• **What is being asked**
Look through the records below for the line holding "Target: autumn foliage". Write it out exactly, with each following line through the line holding "[(450, 30), (199, 325), (382, 151)]".

Dataset entries
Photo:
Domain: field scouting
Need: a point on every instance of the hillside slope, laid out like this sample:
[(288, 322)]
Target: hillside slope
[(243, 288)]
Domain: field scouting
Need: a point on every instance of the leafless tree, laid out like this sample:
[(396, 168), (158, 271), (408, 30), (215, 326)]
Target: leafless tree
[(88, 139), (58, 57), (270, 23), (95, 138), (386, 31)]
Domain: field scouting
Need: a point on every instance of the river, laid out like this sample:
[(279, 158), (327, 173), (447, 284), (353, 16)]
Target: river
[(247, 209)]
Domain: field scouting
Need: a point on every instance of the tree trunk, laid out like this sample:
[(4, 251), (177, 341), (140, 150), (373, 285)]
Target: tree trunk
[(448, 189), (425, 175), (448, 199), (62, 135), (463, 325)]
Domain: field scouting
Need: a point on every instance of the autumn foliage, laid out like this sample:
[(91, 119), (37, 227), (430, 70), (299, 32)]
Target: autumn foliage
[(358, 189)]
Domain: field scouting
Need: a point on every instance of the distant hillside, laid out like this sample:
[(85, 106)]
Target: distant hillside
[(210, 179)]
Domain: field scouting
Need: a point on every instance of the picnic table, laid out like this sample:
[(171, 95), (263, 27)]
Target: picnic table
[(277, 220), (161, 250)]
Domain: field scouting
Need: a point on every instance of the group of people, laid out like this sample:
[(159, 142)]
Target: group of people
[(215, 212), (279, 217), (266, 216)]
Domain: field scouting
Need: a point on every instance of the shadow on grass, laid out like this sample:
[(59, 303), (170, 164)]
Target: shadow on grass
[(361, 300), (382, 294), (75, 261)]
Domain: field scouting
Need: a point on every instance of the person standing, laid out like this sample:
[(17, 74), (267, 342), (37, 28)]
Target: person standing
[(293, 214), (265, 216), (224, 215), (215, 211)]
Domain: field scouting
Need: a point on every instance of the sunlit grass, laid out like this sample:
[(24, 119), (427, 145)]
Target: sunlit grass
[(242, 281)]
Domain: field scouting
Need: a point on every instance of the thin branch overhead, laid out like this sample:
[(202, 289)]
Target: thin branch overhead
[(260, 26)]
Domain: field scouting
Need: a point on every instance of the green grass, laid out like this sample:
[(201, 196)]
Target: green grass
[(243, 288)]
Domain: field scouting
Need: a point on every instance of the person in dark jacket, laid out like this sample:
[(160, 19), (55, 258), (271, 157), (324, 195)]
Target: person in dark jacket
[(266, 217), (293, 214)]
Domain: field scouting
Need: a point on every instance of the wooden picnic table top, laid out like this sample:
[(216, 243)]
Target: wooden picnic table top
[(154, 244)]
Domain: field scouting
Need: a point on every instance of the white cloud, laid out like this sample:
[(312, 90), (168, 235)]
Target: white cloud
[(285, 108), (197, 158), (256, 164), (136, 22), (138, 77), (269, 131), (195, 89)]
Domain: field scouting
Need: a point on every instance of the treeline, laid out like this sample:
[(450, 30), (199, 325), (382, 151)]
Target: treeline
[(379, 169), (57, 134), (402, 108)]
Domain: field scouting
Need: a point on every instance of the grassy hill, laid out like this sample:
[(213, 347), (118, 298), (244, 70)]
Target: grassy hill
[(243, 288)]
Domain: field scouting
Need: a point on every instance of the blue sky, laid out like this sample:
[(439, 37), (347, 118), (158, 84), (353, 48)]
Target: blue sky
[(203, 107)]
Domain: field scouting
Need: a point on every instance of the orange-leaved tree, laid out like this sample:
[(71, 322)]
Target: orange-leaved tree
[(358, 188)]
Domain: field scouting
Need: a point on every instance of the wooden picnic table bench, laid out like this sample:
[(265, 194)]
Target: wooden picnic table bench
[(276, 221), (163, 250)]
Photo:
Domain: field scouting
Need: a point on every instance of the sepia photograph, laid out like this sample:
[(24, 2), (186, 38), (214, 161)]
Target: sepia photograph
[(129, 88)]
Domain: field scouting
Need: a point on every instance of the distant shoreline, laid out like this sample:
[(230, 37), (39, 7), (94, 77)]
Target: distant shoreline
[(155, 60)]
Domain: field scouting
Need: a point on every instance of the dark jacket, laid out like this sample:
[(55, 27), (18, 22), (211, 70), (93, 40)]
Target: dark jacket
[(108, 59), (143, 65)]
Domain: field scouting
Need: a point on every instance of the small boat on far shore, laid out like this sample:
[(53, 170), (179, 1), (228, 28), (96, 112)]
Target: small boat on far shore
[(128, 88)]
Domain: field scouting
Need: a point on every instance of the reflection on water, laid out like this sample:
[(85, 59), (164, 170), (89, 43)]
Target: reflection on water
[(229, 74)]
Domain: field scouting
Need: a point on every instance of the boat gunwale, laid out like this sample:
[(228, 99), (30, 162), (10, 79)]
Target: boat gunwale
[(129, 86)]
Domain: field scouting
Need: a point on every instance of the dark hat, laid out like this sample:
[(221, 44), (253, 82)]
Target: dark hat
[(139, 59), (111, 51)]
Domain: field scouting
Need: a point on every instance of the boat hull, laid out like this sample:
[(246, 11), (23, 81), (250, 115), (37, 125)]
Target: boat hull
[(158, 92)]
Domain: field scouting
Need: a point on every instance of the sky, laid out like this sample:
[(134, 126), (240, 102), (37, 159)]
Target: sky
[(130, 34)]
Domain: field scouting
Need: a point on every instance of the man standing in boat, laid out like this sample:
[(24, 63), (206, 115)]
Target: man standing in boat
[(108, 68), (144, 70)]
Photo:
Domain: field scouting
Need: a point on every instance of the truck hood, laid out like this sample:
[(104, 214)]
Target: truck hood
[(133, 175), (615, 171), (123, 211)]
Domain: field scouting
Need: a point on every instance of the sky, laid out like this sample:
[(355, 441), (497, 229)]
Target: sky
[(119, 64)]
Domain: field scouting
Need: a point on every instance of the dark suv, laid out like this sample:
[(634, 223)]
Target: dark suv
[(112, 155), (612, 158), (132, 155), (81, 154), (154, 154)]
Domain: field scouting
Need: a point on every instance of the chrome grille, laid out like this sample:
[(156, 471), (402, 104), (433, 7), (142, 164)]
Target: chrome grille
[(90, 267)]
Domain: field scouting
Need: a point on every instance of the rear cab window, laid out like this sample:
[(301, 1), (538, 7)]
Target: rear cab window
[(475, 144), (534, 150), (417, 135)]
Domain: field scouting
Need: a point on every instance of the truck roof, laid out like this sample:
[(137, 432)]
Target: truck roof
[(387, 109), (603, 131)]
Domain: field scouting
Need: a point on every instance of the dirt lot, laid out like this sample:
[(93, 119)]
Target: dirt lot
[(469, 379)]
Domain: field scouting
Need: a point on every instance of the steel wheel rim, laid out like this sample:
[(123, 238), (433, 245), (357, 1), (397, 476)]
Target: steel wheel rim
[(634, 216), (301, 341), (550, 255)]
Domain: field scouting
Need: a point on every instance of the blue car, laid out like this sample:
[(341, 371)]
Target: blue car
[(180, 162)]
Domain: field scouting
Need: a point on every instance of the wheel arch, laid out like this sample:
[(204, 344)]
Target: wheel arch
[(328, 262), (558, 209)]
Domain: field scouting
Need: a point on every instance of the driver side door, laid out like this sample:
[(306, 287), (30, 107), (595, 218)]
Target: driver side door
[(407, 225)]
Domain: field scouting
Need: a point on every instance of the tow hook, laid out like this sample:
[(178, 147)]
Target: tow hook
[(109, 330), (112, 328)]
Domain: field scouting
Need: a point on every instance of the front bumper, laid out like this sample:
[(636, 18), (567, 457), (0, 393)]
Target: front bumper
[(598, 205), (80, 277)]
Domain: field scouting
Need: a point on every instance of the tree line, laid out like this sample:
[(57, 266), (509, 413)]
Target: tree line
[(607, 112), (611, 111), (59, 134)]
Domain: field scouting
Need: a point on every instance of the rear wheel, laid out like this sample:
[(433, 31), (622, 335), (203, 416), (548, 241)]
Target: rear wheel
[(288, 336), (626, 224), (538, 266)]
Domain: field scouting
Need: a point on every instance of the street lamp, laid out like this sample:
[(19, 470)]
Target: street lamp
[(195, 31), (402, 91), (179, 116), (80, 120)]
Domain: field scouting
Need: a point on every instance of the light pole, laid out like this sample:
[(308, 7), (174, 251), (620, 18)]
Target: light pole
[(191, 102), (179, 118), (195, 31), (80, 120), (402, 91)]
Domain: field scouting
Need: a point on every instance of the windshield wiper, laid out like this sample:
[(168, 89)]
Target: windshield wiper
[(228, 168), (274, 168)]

• **Answer section**
Target: autumn foliage
[(358, 189)]
Domain: field scouting
Need: a point on every instance of the distant hillside, laid out like this sample:
[(85, 106)]
Target: distant hillside
[(210, 179)]
Domain: field scouting
Need: a point on every instance of the picnic table, laid out like this sample:
[(171, 95), (263, 27)]
Target: picnic table
[(277, 220), (161, 250)]
Domain: field scouting
Need: a point on every instance of the group of people, laid out like this sample:
[(159, 142)]
Target: group of people
[(215, 212), (279, 217), (266, 216)]
Domain: field scouting
Need: a point on every instance of the shadow on grass, laid out like this sample:
[(59, 303), (170, 164)]
Target: shadow on grass
[(361, 300), (382, 294), (75, 261)]
Domain: field scouting
Need: a point on every instance of the person standing, laid out like this sample:
[(17, 74), (267, 342), (37, 28)]
Target: person standing
[(293, 214), (265, 216), (224, 215), (215, 211)]
Domain: field scouting
Need: a point on every instance of the sunlit grass, laid out like this sample:
[(24, 119), (427, 145)]
Target: sunlit grass
[(242, 281)]
Domain: field scouting
Need: a point on every instance of the thin branch overhead, laid out like this sample:
[(202, 289)]
Target: thin branch overhead
[(260, 26)]
Domain: field scouting
Need: a point on every instance of the green grass, laid out like this sample:
[(201, 196)]
Target: green grass
[(243, 288)]
Domain: field scouting
Need: a point on every instance of the person in dark jacket, laid out like this sample:
[(160, 19), (55, 258), (271, 157), (324, 195)]
Target: person in dark jacket
[(266, 217), (293, 214)]
Domain: field scouting
Need: a point on every instance of the wooden picnic table top, laid out like this sample:
[(216, 243)]
Target: wooden picnic table top
[(154, 244)]
Domain: field scouting
Need: a point on every instance of the white cloud, laid out like this sample:
[(312, 90), (168, 235)]
Target: white cloud
[(285, 108), (197, 158), (256, 164), (136, 22), (138, 77), (269, 131), (195, 89)]
Domain: field scouting
Need: a point on every instance of the treeline, laid out like this sample:
[(450, 30), (199, 325), (382, 151)]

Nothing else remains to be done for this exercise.